> _Directions for this task_:
Pull out every line in the data that has the string "roadside" in it.
= Beginning of Section =
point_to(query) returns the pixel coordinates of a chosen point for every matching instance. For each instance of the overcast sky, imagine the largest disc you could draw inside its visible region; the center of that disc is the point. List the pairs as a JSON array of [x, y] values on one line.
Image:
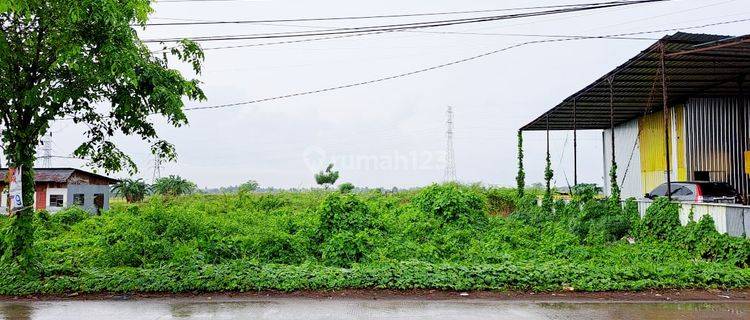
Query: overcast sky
[[393, 133]]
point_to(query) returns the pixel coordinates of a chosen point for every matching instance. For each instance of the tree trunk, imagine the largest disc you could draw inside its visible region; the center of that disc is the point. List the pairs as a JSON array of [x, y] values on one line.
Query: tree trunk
[[21, 236]]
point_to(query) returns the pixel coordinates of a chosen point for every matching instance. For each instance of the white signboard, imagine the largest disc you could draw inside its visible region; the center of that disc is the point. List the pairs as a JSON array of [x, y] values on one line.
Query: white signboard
[[16, 189]]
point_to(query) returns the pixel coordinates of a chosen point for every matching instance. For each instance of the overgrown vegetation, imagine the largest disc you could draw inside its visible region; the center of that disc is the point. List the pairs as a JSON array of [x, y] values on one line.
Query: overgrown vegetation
[[133, 190], [446, 236], [173, 186]]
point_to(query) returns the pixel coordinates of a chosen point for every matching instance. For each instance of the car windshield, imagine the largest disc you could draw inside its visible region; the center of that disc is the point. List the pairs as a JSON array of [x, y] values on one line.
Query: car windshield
[[718, 190]]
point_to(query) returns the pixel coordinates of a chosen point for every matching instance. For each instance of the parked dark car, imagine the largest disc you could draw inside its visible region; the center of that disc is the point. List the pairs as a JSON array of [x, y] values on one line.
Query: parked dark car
[[698, 191]]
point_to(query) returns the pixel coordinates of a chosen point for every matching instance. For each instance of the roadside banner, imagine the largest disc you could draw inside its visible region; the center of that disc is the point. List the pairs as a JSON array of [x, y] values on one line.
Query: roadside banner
= End of Section =
> _Exercise response_:
point_to(query) returns the pixel coordinates of a chosen point for every matching instance. For each instance of the roadside banner, imagine the largest disc you could draw inside its visible region; the center of that disc is the point. List the pairs as a JSON array of [x, y] values on one line.
Query: roadside banner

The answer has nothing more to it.